— begin Data in this exercise —

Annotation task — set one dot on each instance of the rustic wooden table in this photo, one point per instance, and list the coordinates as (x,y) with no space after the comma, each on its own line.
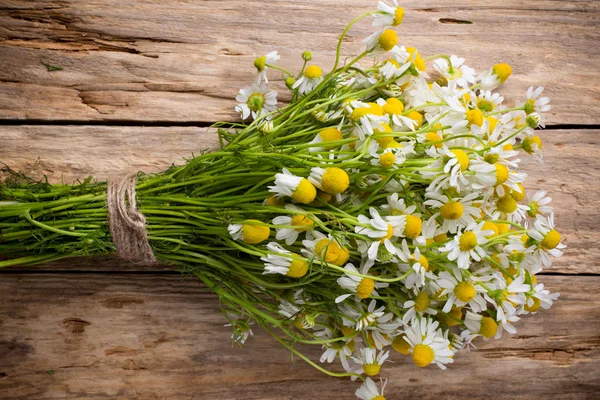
(106,87)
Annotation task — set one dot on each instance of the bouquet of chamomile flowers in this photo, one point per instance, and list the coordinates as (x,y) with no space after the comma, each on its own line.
(382,210)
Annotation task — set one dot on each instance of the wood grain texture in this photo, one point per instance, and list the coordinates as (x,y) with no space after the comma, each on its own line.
(71,152)
(161,337)
(185,61)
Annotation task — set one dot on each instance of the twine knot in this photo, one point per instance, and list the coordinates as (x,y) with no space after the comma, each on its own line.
(127,225)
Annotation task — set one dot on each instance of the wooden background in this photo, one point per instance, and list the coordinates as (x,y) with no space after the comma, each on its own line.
(138,84)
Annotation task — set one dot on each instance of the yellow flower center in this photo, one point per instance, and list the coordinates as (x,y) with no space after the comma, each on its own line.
(260,62)
(401,345)
(330,135)
(423,355)
(489,327)
(416,58)
(464,291)
(490,226)
(371,369)
(518,196)
(335,181)
(434,137)
(452,210)
(422,302)
(255,233)
(365,288)
(532,144)
(298,268)
(383,140)
(302,222)
(416,116)
(393,106)
(453,317)
(274,201)
(305,193)
(387,159)
(535,306)
(501,173)
(388,39)
(413,226)
(485,105)
(313,72)
(462,158)
(503,71)
(467,241)
(551,240)
(493,122)
(255,101)
(398,16)
(475,116)
(422,260)
(506,204)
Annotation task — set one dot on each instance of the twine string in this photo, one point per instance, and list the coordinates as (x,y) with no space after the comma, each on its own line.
(127,224)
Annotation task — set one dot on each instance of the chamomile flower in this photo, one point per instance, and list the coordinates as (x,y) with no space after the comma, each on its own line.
(466,245)
(371,360)
(252,231)
(362,287)
(460,290)
(456,213)
(284,262)
(370,391)
(310,79)
(383,231)
(296,187)
(262,65)
(535,103)
(428,345)
(390,14)
(294,225)
(256,100)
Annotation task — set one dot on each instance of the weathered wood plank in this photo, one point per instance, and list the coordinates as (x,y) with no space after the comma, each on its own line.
(157,337)
(185,61)
(73,152)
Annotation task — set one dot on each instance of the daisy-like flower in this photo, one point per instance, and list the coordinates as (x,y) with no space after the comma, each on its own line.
(466,245)
(481,325)
(540,298)
(298,223)
(256,100)
(548,238)
(455,71)
(326,248)
(284,262)
(390,14)
(381,230)
(262,65)
(252,231)
(428,344)
(381,41)
(457,213)
(420,305)
(310,79)
(331,180)
(535,103)
(371,360)
(461,291)
(296,187)
(362,287)
(369,390)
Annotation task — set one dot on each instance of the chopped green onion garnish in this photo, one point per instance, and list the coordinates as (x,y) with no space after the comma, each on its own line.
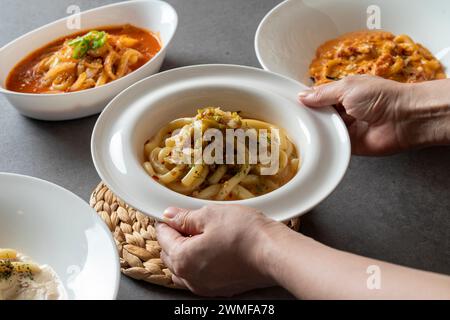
(91,41)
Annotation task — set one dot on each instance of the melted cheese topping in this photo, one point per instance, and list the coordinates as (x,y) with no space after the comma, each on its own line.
(377,53)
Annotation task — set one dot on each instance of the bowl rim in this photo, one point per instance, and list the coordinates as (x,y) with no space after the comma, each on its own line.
(99,125)
(85,204)
(258,33)
(164,47)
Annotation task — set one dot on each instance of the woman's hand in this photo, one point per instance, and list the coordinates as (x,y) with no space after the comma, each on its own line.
(217,250)
(224,250)
(384,116)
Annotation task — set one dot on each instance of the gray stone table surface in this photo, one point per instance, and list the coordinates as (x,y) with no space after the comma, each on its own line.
(392,208)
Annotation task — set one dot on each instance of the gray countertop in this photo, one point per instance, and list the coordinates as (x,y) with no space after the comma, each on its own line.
(393,208)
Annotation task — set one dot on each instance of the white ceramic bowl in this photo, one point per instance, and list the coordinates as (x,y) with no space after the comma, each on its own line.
(154,15)
(54,227)
(120,133)
(287,38)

— end Data in this exercise —

- Exercise task: Extract every line of the listing above word for word, leaving out the pictures.

- Solution:
Annotation task — set one dot on each instance of the rustic wooden table in this photo, one point per instance, and list the coordinates as (x,y) with no space after the comma, each on its own line.
(106,87)
Annotation task — set one dot on each instance of the bouquet of chamomile flowers in this photo, one point per instance, and list the coordinates as (x,y) with no space after the comma, each on its own line.
(382,210)
Annotation task — set one dot on each instance of the wood grain texture in this photo, one point per instance, and list the coordinates as (x,y) with no space after the comma, each on its own line.
(71,152)
(161,337)
(185,61)
Annotation task — set one dot on each instance of the twine knot in this photo, one point per instance, and list the coordinates as (x,y) with no space after the comma, each on its own line.
(127,225)
Annotation task — set one dot on each instance of the wooden background in this photo, one point per instance, and list the coordinates as (x,y) with no space after the comma, each on its own line.
(138,84)
Annotation task — set one dot on each instance of the yellow flower center in this photo, one point per instance, and list the coordinates as (x,y) with no space after the comma, each on its own line.
(260,62)
(401,345)
(330,135)
(423,355)
(489,327)
(416,58)
(464,291)
(490,226)
(371,369)
(518,196)
(335,181)
(434,137)
(452,210)
(422,302)
(255,233)
(365,288)
(532,144)
(298,268)
(383,140)
(302,222)
(416,116)
(393,106)
(453,317)
(274,201)
(305,193)
(387,159)
(535,306)
(501,173)
(388,39)
(413,226)
(485,105)
(313,72)
(462,158)
(503,71)
(467,241)
(551,240)
(493,122)
(255,101)
(398,16)
(475,116)
(422,260)
(506,204)
Annotation task — set one dot on each instance of the twine string in this photo, one point per instance, and list the coordinates as (x,y) with no space after the comma, each on its own line.
(127,224)
Annotation task — set one dot on each instance of the chamomile flower in this photo, one point per instance, and list the coordinates as (x,y) with no space after the comma, each on its own line.
(466,245)
(371,360)
(252,231)
(362,287)
(460,290)
(456,213)
(284,262)
(370,391)
(310,79)
(383,231)
(296,187)
(262,65)
(535,103)
(428,345)
(390,14)
(294,225)
(256,100)
Annotation task — set one dot on each instance of the weathered wood plank in this photo, one point per instance, and list the coordinates as (x,y) with no space after the comma, each on its own line.
(157,337)
(185,61)
(73,152)
Annotation task — set one dot on each instance of the daisy-like flower in this photo, one point per instance, and list the coordinates as (x,y) with no space after the comma, each on its own line.
(466,245)
(481,325)
(540,298)
(298,223)
(256,100)
(548,238)
(455,71)
(326,248)
(284,262)
(390,14)
(381,230)
(262,65)
(252,231)
(428,344)
(381,41)
(457,213)
(420,305)
(310,79)
(331,180)
(535,103)
(371,360)
(461,291)
(296,187)
(362,287)
(369,390)
Annotation task — set one dot on each instance of the chopped green onion garnish in this photo, one point per instance, and list the coordinates as (x,y) with no space after the comma, each on its own line.
(91,41)
Annotation task — set one dot on each instance of the melted cheese topping in this photo, one point per instance, and list the coordinates as (x,y) with no space after the comma, each on its own line.
(377,53)
Annotation task — set one dot on each instance of the bowl rim in this photo, one point per instance, and list the coordinates as (x,y) with no space after the comma, each on its own line.
(99,125)
(85,204)
(258,33)
(164,47)
Annotation task — set one dot on each instance of the woman's hand in this photo, one point per instance, and list the coordinates as (x,y) with no space after the comma, each on its own line.
(217,250)
(224,250)
(384,116)
Annotation task — set one dot on each instance of the gray stone table surface in this photo, one point per instance, and list the coordinates as (x,y) with no space after the comma, each on its own line.
(392,208)
Annotation task — set one dot on each instance of the gray countertop in this photo, one point per instance, and list the coordinates as (x,y) with no space after the comma, each on its own line.
(393,208)
Annotation task — set one dot on each instance of the white ceramic bowl in this photo, one point per instance, and list the coordinates as (x,y) with no space after the comma, each on its own line.
(154,15)
(54,227)
(120,133)
(287,38)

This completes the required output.